BRIEF –
Identify every line of the material below that contains the word "dark", and copy each of those lines out. The match is case-sensitive.

SUPPLIED INFORMATION –

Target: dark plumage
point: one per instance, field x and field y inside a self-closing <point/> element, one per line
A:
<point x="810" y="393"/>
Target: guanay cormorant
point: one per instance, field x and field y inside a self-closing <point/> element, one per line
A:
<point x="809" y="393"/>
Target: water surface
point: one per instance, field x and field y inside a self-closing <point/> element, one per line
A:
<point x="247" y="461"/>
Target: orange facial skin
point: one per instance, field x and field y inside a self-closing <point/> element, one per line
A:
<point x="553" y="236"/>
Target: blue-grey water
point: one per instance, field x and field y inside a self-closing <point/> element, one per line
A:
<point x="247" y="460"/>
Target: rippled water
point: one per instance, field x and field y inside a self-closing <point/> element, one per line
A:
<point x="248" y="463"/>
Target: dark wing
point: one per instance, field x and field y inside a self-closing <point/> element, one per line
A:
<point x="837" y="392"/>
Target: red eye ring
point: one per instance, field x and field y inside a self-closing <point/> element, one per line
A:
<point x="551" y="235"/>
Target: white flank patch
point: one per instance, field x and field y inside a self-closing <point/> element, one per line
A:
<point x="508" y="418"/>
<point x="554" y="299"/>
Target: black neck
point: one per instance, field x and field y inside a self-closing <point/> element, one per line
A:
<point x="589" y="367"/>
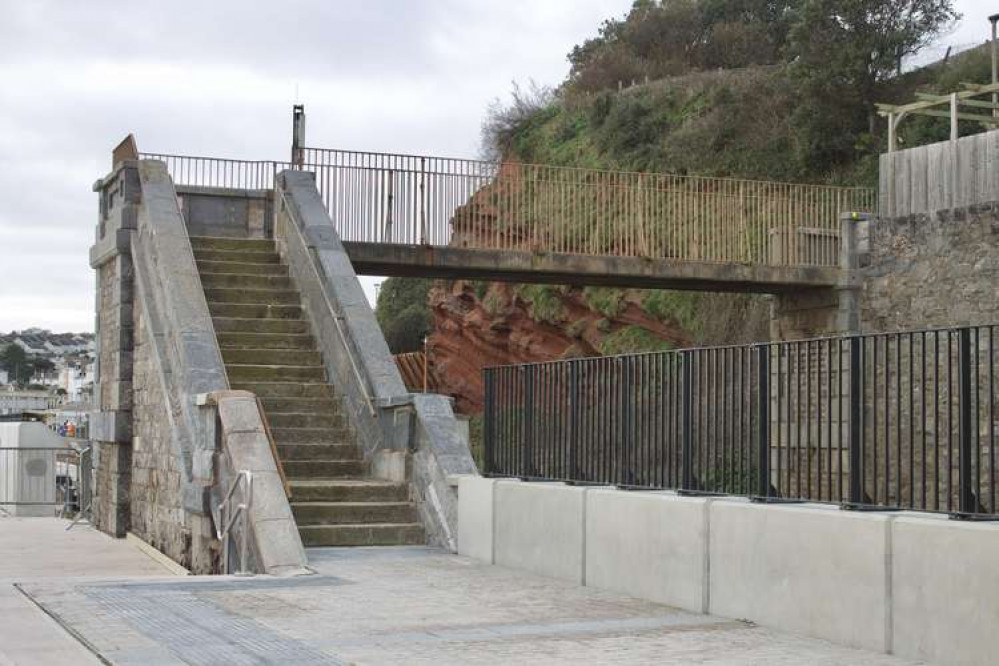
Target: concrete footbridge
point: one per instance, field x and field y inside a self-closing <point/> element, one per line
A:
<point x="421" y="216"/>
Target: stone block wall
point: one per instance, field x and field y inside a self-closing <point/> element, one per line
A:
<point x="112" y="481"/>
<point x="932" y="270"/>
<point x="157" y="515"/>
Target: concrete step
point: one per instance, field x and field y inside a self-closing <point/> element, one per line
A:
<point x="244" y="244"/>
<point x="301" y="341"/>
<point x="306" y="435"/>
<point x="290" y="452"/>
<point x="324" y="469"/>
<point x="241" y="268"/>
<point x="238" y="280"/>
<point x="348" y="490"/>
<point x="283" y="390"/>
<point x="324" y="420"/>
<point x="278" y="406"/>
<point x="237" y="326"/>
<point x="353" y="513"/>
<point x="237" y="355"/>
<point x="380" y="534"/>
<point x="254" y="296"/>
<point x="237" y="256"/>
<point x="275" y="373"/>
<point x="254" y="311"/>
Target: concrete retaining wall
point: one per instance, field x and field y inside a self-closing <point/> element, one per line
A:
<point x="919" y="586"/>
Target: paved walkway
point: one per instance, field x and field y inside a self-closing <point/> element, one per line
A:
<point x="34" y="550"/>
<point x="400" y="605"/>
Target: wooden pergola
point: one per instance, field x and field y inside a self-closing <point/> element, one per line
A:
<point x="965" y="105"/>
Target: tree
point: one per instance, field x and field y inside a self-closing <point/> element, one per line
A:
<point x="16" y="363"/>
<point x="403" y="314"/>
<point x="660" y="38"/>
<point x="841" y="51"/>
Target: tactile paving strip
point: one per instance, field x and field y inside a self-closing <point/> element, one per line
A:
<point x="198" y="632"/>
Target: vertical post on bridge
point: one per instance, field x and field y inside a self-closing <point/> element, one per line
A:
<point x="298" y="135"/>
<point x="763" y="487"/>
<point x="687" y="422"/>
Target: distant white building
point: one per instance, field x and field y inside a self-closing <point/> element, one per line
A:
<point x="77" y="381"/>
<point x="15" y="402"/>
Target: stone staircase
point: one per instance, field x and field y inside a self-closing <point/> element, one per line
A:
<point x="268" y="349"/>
* * *
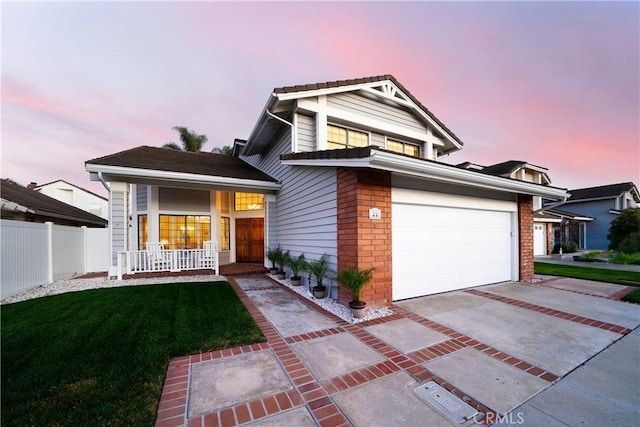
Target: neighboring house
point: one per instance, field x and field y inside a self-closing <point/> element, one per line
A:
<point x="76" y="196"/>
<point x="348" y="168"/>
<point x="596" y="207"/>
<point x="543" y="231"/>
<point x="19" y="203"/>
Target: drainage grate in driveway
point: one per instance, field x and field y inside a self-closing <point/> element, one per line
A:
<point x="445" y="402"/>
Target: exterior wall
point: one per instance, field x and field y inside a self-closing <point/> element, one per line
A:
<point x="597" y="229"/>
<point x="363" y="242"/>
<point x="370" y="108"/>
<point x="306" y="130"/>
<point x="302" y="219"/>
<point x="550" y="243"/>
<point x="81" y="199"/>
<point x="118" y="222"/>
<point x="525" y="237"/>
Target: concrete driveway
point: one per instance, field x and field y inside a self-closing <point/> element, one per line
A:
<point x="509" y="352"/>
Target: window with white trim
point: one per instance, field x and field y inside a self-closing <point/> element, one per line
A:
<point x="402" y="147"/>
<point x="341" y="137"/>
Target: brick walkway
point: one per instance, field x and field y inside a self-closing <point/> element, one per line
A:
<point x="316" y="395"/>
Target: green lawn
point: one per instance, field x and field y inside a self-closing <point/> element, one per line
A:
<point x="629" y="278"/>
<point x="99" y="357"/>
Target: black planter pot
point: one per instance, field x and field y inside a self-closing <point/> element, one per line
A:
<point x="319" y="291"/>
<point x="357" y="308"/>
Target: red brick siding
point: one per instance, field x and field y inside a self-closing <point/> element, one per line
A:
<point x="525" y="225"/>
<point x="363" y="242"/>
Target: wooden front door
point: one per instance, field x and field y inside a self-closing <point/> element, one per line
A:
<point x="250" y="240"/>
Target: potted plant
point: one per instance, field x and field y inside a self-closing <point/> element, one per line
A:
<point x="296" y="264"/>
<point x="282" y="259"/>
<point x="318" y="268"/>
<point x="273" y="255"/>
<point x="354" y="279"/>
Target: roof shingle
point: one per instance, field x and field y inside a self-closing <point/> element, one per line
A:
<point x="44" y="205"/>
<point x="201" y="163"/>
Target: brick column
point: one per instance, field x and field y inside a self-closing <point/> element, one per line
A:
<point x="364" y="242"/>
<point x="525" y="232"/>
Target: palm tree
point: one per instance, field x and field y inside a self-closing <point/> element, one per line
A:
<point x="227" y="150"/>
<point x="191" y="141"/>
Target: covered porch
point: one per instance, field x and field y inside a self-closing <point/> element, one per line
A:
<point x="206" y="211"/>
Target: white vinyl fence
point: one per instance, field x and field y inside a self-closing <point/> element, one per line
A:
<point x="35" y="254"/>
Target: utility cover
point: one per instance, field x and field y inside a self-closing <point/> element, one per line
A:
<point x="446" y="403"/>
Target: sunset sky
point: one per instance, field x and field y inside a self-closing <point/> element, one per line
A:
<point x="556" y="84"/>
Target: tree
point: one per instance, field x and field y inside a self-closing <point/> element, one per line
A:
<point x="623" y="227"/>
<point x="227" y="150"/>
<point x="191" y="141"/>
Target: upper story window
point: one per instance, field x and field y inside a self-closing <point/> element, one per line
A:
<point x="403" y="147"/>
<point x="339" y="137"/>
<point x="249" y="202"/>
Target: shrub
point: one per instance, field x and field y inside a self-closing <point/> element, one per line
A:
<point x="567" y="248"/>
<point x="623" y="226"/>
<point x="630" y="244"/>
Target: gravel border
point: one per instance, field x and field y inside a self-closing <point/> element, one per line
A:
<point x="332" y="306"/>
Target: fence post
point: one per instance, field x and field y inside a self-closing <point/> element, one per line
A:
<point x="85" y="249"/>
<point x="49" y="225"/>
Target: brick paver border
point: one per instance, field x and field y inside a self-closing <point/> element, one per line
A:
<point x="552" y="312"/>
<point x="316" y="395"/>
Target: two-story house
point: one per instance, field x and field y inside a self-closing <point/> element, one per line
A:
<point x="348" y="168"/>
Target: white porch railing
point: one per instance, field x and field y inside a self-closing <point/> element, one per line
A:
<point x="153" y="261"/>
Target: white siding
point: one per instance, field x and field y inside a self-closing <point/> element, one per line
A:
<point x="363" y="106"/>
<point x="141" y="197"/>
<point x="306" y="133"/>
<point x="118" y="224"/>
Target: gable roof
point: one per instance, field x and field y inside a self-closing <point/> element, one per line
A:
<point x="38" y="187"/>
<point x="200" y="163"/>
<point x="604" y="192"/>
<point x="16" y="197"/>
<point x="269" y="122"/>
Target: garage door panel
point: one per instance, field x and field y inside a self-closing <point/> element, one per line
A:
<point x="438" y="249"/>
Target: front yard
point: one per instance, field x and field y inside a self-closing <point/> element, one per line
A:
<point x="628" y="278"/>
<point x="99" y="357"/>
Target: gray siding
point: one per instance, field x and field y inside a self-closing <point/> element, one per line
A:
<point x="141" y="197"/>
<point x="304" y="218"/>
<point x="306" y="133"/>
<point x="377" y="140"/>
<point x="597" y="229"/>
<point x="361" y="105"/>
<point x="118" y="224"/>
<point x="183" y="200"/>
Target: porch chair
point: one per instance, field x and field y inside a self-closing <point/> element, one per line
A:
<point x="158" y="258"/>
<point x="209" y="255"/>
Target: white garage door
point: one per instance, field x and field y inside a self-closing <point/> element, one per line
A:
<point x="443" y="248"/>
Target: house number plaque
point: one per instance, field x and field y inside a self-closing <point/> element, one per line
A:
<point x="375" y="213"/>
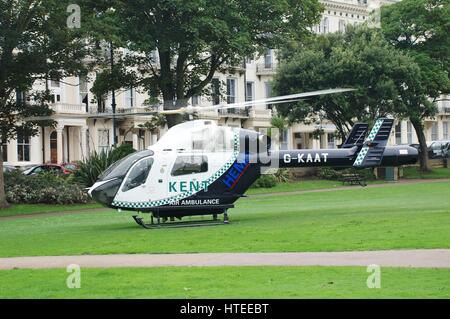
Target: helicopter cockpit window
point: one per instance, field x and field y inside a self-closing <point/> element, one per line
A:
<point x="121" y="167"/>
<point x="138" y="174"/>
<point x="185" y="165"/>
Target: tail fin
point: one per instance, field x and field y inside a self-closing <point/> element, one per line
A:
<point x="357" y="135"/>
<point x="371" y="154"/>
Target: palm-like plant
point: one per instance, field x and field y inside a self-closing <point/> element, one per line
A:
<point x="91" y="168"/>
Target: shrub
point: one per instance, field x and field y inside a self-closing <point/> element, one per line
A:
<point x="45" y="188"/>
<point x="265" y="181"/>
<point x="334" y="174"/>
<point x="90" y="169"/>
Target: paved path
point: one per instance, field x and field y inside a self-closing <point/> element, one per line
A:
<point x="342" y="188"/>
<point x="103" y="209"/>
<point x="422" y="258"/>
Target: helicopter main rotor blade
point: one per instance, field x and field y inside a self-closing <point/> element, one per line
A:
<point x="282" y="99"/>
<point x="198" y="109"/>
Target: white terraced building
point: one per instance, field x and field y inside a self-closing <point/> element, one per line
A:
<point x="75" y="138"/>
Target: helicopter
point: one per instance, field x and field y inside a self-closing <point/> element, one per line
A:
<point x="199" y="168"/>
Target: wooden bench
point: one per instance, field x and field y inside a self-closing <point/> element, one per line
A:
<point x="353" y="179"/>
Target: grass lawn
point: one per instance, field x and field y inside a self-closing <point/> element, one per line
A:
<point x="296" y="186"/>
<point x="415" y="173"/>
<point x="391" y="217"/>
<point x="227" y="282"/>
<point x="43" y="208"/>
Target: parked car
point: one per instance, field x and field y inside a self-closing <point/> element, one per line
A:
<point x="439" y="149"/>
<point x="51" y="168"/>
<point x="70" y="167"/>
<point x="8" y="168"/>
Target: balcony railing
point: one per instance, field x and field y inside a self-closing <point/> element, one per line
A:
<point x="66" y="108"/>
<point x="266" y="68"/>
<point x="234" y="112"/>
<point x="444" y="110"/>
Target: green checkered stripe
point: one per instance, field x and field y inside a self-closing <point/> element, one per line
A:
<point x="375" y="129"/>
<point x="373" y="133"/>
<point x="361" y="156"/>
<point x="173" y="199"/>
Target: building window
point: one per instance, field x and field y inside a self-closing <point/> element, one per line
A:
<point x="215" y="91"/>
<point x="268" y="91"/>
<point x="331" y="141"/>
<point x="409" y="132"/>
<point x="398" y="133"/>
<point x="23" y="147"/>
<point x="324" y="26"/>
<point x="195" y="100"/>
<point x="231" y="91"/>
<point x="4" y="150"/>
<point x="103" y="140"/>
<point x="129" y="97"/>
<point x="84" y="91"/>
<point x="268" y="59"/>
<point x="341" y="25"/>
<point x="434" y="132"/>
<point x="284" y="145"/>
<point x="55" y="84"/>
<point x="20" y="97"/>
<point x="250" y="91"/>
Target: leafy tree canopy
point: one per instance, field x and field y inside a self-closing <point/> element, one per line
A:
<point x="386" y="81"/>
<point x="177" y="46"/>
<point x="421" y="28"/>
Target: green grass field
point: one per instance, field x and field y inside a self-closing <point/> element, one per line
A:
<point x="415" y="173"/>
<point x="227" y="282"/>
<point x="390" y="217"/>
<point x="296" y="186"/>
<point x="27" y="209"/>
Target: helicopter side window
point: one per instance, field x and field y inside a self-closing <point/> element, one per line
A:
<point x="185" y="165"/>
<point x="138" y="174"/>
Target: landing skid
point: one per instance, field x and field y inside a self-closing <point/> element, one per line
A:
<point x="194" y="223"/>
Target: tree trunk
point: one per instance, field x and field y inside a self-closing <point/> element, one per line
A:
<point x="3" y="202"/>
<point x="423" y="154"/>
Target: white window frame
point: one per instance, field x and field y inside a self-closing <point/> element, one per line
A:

EXERCISE SOLUTION –
Target: dark plumage
Target: dark wing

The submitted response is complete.